──────── Records to process

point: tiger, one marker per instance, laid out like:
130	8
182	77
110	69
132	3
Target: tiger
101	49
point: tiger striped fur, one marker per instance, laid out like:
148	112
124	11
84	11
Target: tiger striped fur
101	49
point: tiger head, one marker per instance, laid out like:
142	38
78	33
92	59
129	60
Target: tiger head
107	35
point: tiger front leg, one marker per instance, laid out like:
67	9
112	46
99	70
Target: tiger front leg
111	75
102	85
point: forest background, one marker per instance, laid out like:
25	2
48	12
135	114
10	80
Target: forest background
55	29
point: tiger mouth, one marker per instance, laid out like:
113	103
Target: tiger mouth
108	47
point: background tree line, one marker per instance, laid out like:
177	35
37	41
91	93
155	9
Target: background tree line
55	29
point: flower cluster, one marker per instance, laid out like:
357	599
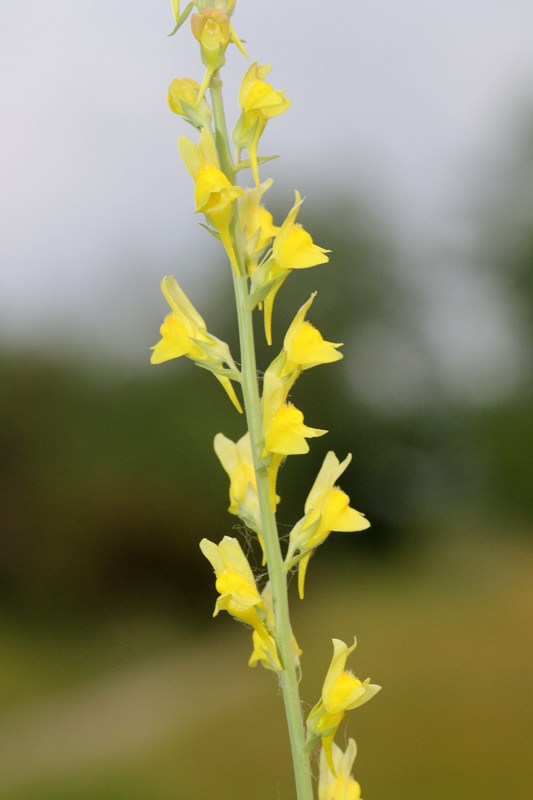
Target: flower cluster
341	692
262	256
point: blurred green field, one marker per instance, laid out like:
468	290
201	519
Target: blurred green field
137	709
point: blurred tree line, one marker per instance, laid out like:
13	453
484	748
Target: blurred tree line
109	481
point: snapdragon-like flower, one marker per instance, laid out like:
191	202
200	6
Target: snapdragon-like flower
341	692
292	248
304	346
284	432
259	103
257	227
213	193
184	333
268	656
213	30
327	509
237	460
342	787
236	584
182	99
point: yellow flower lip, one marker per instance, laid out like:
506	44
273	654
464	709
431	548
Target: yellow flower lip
345	689
287	434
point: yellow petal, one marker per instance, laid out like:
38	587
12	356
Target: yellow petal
298	251
287	434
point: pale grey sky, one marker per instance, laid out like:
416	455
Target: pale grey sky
396	99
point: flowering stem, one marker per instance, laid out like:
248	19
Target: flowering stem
252	403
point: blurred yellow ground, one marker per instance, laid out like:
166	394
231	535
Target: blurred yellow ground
449	637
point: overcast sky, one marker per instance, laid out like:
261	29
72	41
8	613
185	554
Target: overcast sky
394	99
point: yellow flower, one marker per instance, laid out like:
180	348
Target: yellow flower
269	655
283	428
212	28
213	193
257	227
259	103
327	509
236	458
304	345
292	248
341	692
236	584
182	99
343	787
184	334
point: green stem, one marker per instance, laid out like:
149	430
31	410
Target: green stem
252	403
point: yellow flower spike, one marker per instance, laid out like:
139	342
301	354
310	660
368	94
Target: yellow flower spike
236	458
293	247
283	428
182	99
304	345
259	103
235	583
343	787
184	334
341	692
287	435
268	656
213	193
211	27
213	30
257	227
327	509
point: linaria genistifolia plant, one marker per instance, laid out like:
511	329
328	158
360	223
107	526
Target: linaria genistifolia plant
261	257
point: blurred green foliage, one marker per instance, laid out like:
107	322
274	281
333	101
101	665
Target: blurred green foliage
108	481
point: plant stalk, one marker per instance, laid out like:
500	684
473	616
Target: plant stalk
252	404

────────────────

> [The request]:
Retype all of the data above with every line unchanged. Leave out any pictures.

> [Final answer]:
point: tiger, one marker per instance, laid out like:
130	8
182	77
110	69
132	3
Target: tiger
101	49
point: tiger striped fur, one marker per instance, laid out like:
148	112
124	11
84	11
Target: tiger striped fur
101	49
point: tiger head, one marker per instance, laid out like:
142	38
78	33
92	59
129	60
Target: tiger head
107	35
point: tiger front leg, one marker per instance, laid out like:
67	9
112	46
99	70
Target: tiger front leg
111	75
102	85
point: forest background, one marker per instance, laid out like:
25	2
48	12
135	114
10	80
Target: forest background
55	29
point: tiger mouth, one marker per instance, laid out like:
113	103
Target: tiger mouth
108	47
point: background tree line, one marker per instance, laid out like:
177	35
37	41
91	93
155	9
Target: background tree line
55	29
point: flower cluster, one marker per instance, laid out like:
357	599
Target: flower cluster
341	692
262	256
point: blurred green field, one marker per instance, laid out like:
468	290
201	519
Target: blurred green field
137	709
point: blurred tree line, one marker per instance, laid out like:
13	453
484	748
Target: blurred tree line
109	481
point: snapdragon-like flower, one marker per instance, laid out like:
191	202
200	6
Target: snapdragon-like flower
341	692
292	248
304	346
284	432
259	103
257	227
213	193
184	333
268	656
213	30
327	509
237	460
342	787
236	584
182	99
point: yellow flower lip, one marker per instance, laid out like:
506	44
273	654
464	709
431	548
Target: yellow flower lip
345	689
287	434
point: yellow petal, one marker per instance, laid out like:
38	587
12	356
Target: yellow petal
298	251
287	434
point: pale grey sky, one marker per instance, laid out like:
416	455
Target: pale grey sky
396	99
point: flowering stem, one marker per instance, laid out like:
248	19
Target: flowering stem
252	403
point: blurred yellow ground, one marker per instance, laid out like:
166	394
231	535
Target: blurred yellow ground
449	637
point: overcast sky, one marker per instance, laid out like:
261	29
72	41
8	613
185	554
Target: overcast sky
394	99
point: yellow flower, one marker per instance, laid out like:
180	348
Target: yellow flower
269	655
283	428
212	28
213	193
257	227
259	103
327	509
236	458
304	345
292	248
341	692
236	584
182	99
343	787
184	334
point: green stem, one marker per instance, laid out like:
149	430
31	410
Target: green stem
252	403
point: yellow flower spike, one marker per instance, laid out like:
139	342
301	354
310	660
368	94
Target: yellow flower spike
236	458
293	247
283	428
182	99
304	345
259	103
235	583
343	787
184	334
341	692
287	435
268	656
213	193
211	27
213	30
257	227
327	509
point: linaria genistifolia plant, one marker per instance, laid out like:
511	329
328	158
360	223
107	526
Target: linaria genistifolia plant
261	257
point: blurred green foliage, one marker per instance, laid out like:
107	322
274	281
333	101
101	665
Target: blurred green foliage
108	481
point: plant stalk, one marker per instance, laid out like:
500	684
473	616
Target: plant stalk
252	404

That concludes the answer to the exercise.